Aan de slag:
**1)** Citeer het volledige stuk over Italiaanse auto's woord voor woord.
**2)** Verzamel uit de lijst hieronder elke regel met de tekenreeks "surface" en neem die regels ongewijzigd over. Let op hoofdletters en kleine letters.

Documentfragment:
Italiaanse wagens. Zuiderse schoonheden
Opgehemeld of verguisd : iedereen heeft zijn zegje over
de Italiaanse auto’s. Men denkt daarbij automatisch aan mooie
rode auto’s, prestatiegericht, wispelturig en geraffineerd.
Voor het grote publiek is een Italiaanse wagen
iets waarvan je droomt, maar dat je niet meteen koopt.
MAURICE LEMERCINIER
In de voorbije dertig jaar heeft het schiereiland geleerd zijn geschiedenis voortdurend te herschrijven en zijn passie te bedwingen, met wisselend resultaat overigens. Dat neemt niet weg dat de produktiecentra in Milaan, Turijn en Modena die tot de pioniers van de auto-industrie behoorden, ook vandaag nog steeds een vooraanstaande plaats bekleden onder de merken van een ondertussen wereldwijd verspreide industrie.

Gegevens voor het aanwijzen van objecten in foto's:
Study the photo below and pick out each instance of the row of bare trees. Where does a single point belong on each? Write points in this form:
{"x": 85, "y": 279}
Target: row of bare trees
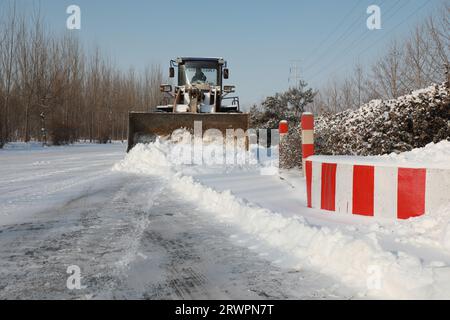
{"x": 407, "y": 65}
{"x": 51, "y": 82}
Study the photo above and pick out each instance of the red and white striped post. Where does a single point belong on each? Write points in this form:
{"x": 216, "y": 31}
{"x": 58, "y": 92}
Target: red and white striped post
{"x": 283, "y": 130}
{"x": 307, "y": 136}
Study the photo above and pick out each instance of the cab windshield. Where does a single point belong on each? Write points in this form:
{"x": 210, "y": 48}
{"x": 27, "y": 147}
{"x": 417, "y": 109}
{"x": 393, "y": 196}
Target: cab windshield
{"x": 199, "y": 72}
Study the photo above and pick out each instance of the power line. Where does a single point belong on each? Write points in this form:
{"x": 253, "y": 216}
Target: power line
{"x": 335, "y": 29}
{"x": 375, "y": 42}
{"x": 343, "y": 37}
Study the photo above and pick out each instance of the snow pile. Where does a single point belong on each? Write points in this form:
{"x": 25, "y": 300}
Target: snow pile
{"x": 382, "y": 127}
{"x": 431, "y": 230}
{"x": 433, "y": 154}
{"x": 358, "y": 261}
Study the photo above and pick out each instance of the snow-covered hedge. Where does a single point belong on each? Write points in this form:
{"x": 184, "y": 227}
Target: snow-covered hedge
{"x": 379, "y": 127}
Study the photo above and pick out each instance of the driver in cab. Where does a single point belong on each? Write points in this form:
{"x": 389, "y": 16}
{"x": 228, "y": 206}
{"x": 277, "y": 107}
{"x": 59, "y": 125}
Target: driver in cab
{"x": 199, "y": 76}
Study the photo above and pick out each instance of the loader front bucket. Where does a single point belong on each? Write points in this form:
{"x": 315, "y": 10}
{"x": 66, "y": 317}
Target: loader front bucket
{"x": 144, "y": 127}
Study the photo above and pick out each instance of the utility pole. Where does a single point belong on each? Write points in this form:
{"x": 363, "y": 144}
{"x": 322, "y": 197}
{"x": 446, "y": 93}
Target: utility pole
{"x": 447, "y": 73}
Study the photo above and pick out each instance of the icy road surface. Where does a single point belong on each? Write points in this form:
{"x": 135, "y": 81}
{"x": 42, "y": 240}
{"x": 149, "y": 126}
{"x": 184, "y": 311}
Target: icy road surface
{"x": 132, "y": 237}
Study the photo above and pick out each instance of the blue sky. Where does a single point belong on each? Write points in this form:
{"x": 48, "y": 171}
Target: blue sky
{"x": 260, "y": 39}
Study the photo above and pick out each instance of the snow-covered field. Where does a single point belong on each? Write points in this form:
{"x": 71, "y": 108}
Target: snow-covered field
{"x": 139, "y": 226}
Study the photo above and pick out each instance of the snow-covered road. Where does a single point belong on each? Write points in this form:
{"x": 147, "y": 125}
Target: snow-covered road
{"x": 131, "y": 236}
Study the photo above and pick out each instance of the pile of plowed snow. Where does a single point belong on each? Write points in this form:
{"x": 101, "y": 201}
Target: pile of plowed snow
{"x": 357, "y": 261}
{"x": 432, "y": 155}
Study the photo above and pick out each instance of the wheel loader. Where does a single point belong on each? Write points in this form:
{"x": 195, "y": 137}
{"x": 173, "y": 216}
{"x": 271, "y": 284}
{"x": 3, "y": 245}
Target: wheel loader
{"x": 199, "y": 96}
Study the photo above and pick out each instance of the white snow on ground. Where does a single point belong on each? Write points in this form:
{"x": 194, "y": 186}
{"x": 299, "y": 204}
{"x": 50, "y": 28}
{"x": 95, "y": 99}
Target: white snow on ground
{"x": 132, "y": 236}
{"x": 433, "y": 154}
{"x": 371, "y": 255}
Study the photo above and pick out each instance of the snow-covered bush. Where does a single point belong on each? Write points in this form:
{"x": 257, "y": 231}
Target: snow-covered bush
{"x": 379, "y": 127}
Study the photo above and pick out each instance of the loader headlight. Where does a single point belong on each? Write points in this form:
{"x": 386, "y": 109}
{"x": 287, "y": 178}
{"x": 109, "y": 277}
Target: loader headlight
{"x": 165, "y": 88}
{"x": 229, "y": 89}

Oplossingen hieronder:
**1)**
Italiaanse wagens. Zuiderse schoonheden
Opgehemeld of verguisd : iedereen heeft zijn zegje over
de Italiaanse auto’s. Men denkt daarbij automatisch aan mooie
rode auto’s, prestatiegericht, wispelturig en geraffineerd.
Voor het grote publiek is een Italiaanse wagen
iets waarvan je droomt, maar dat je niet meteen koopt.
MAURICE LEMERCINIER
In de voorbije dertig jaar heeft het schiereiland geleerd zijn geschiedenis voortdurend te herschrijven en zijn passie te bedwingen, met wisselend resultaat overigens. Dat neemt niet weg dat de produktiecentra in Milaan, Turijn en Modena die tot de pioniers van de auto-industrie behoorden, ook vandaag nog steeds een vooraanstaande plaats bekleden onder de merken van een ondertussen wereldwijd verspreide industrie.

**2)**
Study the photo above and pick out each instance of the icy road surface. Where does a single point belong on each? Write points in this form:
Target: icy road surface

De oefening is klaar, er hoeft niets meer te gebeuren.